Print out the material that follows word for word.
# start of Material provided
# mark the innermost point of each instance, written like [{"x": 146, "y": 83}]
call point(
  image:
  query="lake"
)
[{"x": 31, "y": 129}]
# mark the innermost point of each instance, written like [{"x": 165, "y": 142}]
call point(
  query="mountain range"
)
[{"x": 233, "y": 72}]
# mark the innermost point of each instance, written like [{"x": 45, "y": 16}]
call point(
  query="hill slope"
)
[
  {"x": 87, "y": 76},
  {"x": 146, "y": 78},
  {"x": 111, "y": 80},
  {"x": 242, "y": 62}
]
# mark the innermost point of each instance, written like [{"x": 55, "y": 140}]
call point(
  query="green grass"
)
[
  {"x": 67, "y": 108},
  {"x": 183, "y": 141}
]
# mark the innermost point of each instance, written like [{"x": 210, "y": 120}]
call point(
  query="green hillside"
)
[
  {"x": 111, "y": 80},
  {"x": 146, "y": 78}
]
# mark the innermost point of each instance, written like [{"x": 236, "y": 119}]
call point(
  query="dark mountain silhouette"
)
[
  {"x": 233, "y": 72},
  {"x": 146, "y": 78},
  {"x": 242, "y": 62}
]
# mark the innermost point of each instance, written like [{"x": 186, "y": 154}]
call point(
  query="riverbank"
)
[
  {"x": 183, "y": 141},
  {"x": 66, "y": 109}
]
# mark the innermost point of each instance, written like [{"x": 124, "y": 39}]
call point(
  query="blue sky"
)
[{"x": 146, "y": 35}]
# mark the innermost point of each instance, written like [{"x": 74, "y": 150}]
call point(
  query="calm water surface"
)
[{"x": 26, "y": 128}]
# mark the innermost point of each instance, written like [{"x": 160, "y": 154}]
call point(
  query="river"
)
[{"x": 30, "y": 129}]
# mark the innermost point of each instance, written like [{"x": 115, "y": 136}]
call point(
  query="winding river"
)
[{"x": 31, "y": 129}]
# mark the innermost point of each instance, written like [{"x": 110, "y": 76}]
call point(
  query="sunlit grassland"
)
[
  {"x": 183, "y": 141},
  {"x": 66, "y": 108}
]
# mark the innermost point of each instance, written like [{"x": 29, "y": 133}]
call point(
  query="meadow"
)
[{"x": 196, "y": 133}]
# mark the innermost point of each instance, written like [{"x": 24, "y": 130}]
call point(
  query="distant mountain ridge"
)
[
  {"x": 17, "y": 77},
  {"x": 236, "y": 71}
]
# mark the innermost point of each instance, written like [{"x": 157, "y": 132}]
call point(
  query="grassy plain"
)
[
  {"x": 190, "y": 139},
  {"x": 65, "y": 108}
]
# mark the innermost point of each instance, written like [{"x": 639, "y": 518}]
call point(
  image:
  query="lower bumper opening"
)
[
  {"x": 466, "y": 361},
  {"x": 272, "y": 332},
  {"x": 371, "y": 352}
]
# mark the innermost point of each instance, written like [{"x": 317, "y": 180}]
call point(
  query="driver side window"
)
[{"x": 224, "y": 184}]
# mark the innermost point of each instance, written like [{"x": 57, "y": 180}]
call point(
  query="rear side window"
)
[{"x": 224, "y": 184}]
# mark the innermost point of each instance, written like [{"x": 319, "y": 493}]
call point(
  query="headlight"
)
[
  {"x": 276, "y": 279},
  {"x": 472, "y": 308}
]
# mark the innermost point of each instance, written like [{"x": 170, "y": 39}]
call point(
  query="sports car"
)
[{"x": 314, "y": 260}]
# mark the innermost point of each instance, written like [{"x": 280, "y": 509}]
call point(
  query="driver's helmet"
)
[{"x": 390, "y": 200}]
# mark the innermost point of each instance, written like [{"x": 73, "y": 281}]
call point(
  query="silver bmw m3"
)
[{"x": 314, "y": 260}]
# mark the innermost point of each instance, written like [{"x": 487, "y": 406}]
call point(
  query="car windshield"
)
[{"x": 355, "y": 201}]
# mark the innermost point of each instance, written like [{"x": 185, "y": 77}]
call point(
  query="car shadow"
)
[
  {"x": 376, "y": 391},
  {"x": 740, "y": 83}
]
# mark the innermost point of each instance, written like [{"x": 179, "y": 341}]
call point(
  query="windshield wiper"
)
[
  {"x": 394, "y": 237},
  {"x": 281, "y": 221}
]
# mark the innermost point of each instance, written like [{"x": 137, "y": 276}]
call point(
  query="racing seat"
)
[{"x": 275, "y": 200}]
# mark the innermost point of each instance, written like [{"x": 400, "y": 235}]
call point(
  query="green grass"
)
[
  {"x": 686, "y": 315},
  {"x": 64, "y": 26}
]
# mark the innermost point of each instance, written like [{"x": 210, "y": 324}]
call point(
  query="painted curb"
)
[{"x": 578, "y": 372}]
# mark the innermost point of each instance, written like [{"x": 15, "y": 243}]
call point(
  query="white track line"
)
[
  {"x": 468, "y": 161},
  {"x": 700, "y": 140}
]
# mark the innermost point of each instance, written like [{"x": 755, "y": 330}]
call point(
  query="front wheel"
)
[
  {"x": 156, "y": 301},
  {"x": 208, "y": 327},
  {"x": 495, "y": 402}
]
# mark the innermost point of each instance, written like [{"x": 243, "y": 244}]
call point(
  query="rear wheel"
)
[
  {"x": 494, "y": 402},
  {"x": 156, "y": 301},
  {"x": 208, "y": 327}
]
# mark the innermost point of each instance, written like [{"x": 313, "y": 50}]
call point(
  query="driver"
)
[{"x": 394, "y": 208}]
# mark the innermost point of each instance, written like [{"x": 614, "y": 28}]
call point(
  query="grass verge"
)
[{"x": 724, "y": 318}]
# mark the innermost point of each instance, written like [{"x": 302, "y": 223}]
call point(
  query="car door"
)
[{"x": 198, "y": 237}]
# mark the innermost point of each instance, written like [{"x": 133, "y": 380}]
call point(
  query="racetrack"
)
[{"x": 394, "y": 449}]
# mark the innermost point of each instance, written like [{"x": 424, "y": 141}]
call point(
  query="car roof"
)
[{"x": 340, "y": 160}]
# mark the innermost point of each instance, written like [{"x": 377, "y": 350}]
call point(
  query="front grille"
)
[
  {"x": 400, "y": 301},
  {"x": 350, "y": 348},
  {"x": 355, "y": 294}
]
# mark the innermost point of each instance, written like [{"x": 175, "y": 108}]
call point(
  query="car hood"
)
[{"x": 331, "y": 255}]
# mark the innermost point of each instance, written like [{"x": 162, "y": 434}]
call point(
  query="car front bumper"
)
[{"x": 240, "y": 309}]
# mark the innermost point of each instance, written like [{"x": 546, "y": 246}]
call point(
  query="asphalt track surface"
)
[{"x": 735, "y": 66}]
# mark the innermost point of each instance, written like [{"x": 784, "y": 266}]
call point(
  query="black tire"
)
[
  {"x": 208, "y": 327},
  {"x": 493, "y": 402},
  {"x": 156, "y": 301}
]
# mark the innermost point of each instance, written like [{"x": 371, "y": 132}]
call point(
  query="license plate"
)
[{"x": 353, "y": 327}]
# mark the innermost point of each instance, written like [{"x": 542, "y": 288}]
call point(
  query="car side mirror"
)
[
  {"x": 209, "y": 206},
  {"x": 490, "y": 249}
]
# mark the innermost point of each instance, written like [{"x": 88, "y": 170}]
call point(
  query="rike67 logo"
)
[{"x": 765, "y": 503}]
# end of Material provided
» **Result**
# mark the innermost point of each instance, written like [{"x": 146, "y": 83}]
call point(
  image:
  query="lake"
)
[{"x": 31, "y": 129}]
# mark the innermost point of each instance, written like [{"x": 165, "y": 142}]
call point(
  query="mountain range"
)
[{"x": 233, "y": 72}]
# mark the innermost point of each instance, written like [{"x": 45, "y": 16}]
call point(
  query="hill slope"
)
[
  {"x": 87, "y": 76},
  {"x": 146, "y": 78},
  {"x": 111, "y": 80},
  {"x": 242, "y": 62}
]
# mark the innermost point of each instance, written like [{"x": 55, "y": 140}]
call point(
  query="green grass"
)
[
  {"x": 67, "y": 108},
  {"x": 183, "y": 141}
]
# mark the innermost point of each instance, written like [{"x": 210, "y": 120}]
call point(
  query="green hillside"
)
[
  {"x": 111, "y": 80},
  {"x": 146, "y": 78}
]
# mark the innermost point of each instance, written like [{"x": 236, "y": 119}]
call point(
  query="dark mountain silhouette"
)
[
  {"x": 233, "y": 72},
  {"x": 146, "y": 78},
  {"x": 242, "y": 62}
]
# mark the innermost point of each instance, written like [{"x": 186, "y": 154}]
call point(
  query="riverbank"
)
[
  {"x": 183, "y": 141},
  {"x": 66, "y": 109}
]
# mark the innermost point of each instance, written like [{"x": 124, "y": 39}]
call point(
  query="blue sky"
)
[{"x": 146, "y": 35}]
# mark the innermost point of each instance, written like [{"x": 74, "y": 150}]
call point(
  query="calm water surface"
)
[{"x": 26, "y": 128}]
# mark the innermost point of each instance, written like [{"x": 160, "y": 154}]
call point(
  query="river"
)
[{"x": 30, "y": 129}]
# mark the innermost point of each instance, written like [{"x": 115, "y": 136}]
call point(
  query="winding river"
)
[{"x": 31, "y": 129}]
# mark the innermost point of each instance, written like [{"x": 110, "y": 76}]
call point(
  query="sunlit grassland"
)
[
  {"x": 183, "y": 141},
  {"x": 66, "y": 108}
]
# mark the innermost point of each instance, written like [{"x": 29, "y": 133}]
call point(
  query="meadow"
)
[{"x": 196, "y": 133}]
# mark the innermost point of each instance, written like [{"x": 24, "y": 130}]
call point(
  query="distant mountain ridge"
)
[
  {"x": 17, "y": 77},
  {"x": 236, "y": 71}
]
# mark the innermost point of each instance, written like [{"x": 157, "y": 132}]
call point(
  query="grassy plain"
)
[
  {"x": 190, "y": 139},
  {"x": 65, "y": 108}
]
# mark the innermost point of each instance, written like [{"x": 639, "y": 518}]
call point(
  image:
  query="lower bumper opening"
)
[
  {"x": 466, "y": 361},
  {"x": 272, "y": 332},
  {"x": 371, "y": 352}
]
# mark the innermost point of each instance, written like [{"x": 317, "y": 180}]
call point(
  query="driver side window"
)
[{"x": 224, "y": 184}]
# mark the innermost point of each instance, written like [{"x": 57, "y": 180}]
call point(
  query="rear side window"
)
[{"x": 224, "y": 184}]
# mark the innermost point of each instance, written like [{"x": 319, "y": 493}]
call point(
  query="headlight"
)
[
  {"x": 276, "y": 279},
  {"x": 472, "y": 308}
]
# mark the innermost point of each instance, written like [{"x": 170, "y": 39}]
call point(
  query="sports car"
)
[{"x": 314, "y": 260}]
# mark the innermost point of each instance, written like [{"x": 280, "y": 509}]
call point(
  query="driver's helmet"
)
[{"x": 390, "y": 200}]
# mark the innermost point of each instance, written like [{"x": 73, "y": 281}]
call point(
  query="silver bmw m3"
)
[{"x": 314, "y": 260}]
# mark the innermost point of each instance, written like [{"x": 487, "y": 406}]
call point(
  query="car windshield"
)
[{"x": 355, "y": 201}]
# mark the innermost point of each instance, written like [{"x": 185, "y": 77}]
call point(
  query="car shadow"
)
[
  {"x": 376, "y": 391},
  {"x": 740, "y": 83}
]
# mark the innermost point of each instance, written like [{"x": 179, "y": 341}]
call point(
  query="windshield wiper"
)
[
  {"x": 394, "y": 237},
  {"x": 281, "y": 221}
]
# mark the innermost point of each instance, written like [{"x": 137, "y": 276}]
call point(
  query="racing seat"
)
[{"x": 275, "y": 200}]
# mark the innermost point of each instance, written like [{"x": 400, "y": 235}]
call point(
  query="green grass"
)
[
  {"x": 686, "y": 315},
  {"x": 64, "y": 26}
]
# mark the innermost point of each instance, written like [{"x": 210, "y": 324}]
call point(
  query="painted curb"
)
[{"x": 578, "y": 372}]
# mark the innermost point of each instance, written like [{"x": 15, "y": 243}]
call point(
  query="white track line"
)
[
  {"x": 468, "y": 161},
  {"x": 700, "y": 140}
]
# mark the innermost point of each instance, written like [{"x": 755, "y": 330}]
call point(
  query="front wheel"
)
[
  {"x": 156, "y": 301},
  {"x": 208, "y": 327},
  {"x": 495, "y": 402}
]
# mark the innermost point of each instance, written like [{"x": 243, "y": 244}]
call point(
  query="rear wheel"
)
[
  {"x": 494, "y": 402},
  {"x": 156, "y": 301},
  {"x": 208, "y": 327}
]
# mark the innermost point of each instance, written like [{"x": 313, "y": 50}]
call point(
  query="driver"
)
[{"x": 394, "y": 208}]
# mark the innermost point of each instance, written like [{"x": 614, "y": 28}]
call point(
  query="grass verge"
)
[{"x": 724, "y": 318}]
# mark the innermost point of each instance, written like [{"x": 302, "y": 223}]
call point(
  query="car door"
)
[{"x": 198, "y": 237}]
# mark the innermost point of each instance, written like [{"x": 133, "y": 380}]
call point(
  query="racetrack"
)
[{"x": 394, "y": 449}]
# mark the innermost point of each instance, written like [{"x": 424, "y": 141}]
call point(
  query="car roof"
)
[{"x": 340, "y": 160}]
# mark the innermost point of each instance, written like [{"x": 377, "y": 350}]
call point(
  query="front grille"
)
[
  {"x": 400, "y": 301},
  {"x": 350, "y": 348},
  {"x": 355, "y": 294}
]
# mark the innermost point of each instance, written like [{"x": 175, "y": 108}]
call point(
  query="car hood"
)
[{"x": 331, "y": 255}]
# mark the innermost point of each instance, written like [{"x": 162, "y": 434}]
call point(
  query="car front bumper"
)
[{"x": 240, "y": 309}]
# mark the innermost point of each instance, written like [{"x": 546, "y": 246}]
call point(
  query="asphalt track surface"
)
[{"x": 735, "y": 66}]
# mark the innermost point of each instance, written like [{"x": 784, "y": 266}]
call point(
  query="black tire"
)
[
  {"x": 208, "y": 327},
  {"x": 493, "y": 402},
  {"x": 156, "y": 301}
]
# mark the innermost point of each instance, written like [{"x": 371, "y": 132}]
call point(
  query="license plate"
)
[{"x": 353, "y": 327}]
# mark the innermost point of each instance, written like [{"x": 542, "y": 288}]
call point(
  query="car side mirror"
)
[
  {"x": 209, "y": 206},
  {"x": 490, "y": 249}
]
# mark the innermost point of each instance, written like [{"x": 88, "y": 170}]
call point(
  query="rike67 logo"
)
[{"x": 765, "y": 503}]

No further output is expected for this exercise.